<<<<

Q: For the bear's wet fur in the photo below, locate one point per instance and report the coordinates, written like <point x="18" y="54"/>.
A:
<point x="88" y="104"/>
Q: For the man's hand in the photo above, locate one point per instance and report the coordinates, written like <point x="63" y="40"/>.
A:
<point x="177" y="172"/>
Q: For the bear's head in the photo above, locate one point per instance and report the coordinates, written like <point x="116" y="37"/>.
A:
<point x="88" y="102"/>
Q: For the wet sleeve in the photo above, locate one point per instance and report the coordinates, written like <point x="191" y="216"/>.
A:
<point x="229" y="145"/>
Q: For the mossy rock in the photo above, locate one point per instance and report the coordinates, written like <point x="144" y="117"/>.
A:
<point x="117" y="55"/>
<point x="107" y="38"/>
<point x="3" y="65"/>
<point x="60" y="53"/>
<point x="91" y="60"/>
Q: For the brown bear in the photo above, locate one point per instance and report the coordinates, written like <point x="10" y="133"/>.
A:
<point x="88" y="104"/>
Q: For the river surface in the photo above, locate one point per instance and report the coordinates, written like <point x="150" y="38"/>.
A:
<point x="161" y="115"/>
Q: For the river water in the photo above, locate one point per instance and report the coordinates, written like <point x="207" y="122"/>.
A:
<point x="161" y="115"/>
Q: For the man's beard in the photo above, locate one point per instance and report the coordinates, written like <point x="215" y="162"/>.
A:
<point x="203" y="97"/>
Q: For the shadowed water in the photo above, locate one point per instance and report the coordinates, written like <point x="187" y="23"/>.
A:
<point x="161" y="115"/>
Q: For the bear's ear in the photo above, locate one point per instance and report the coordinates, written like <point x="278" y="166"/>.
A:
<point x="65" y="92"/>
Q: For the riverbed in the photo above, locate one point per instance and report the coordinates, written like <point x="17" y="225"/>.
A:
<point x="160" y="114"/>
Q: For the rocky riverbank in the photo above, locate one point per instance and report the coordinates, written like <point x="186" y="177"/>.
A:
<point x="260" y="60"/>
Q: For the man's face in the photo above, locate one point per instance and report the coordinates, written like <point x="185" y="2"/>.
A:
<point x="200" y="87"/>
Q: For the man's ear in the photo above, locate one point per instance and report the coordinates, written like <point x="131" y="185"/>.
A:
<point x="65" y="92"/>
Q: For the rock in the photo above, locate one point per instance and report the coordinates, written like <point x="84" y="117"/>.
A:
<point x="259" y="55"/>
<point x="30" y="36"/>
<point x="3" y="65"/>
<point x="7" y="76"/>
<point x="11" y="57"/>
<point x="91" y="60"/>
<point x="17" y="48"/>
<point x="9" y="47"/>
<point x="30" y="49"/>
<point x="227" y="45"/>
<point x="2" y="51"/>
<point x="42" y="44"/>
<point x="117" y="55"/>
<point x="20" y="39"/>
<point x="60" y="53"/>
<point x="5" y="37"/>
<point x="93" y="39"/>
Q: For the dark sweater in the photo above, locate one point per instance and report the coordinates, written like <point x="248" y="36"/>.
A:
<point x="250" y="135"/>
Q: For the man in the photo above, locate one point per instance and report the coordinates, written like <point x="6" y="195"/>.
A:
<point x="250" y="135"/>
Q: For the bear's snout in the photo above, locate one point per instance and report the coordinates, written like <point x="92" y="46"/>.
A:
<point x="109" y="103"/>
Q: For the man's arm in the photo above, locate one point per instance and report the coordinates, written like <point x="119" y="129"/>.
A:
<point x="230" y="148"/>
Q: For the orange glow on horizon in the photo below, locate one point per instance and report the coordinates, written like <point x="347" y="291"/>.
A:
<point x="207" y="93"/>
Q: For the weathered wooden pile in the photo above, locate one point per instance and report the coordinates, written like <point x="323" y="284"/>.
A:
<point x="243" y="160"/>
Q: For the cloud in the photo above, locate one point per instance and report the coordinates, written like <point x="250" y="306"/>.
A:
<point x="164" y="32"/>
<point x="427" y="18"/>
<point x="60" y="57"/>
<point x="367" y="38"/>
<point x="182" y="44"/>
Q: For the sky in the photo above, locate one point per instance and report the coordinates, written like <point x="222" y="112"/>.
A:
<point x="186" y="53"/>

>>>>

*Short exercise*: Format the material from the line containing "Q: For the sky" up to and including its final line as a numbered list, skipping any blank lines.

*Answer to this exercise*:
1. Q: For the sky in the photo above, locate one point per instance and report the coordinates, written like <point x="222" y="112"/>.
2. A:
3. <point x="186" y="53"/>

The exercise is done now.